Challenge:
Copy each line of the records below character for character.

########

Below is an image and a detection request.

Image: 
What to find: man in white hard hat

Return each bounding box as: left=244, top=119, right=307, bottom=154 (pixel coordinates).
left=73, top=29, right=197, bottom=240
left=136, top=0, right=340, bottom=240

########

Worked solution:
Below is an image and a detection request.

Image: 
What to find: man in white hard hat

Return each bounding box as: left=244, top=119, right=307, bottom=154 (pixel coordinates).
left=73, top=29, right=197, bottom=240
left=136, top=0, right=340, bottom=240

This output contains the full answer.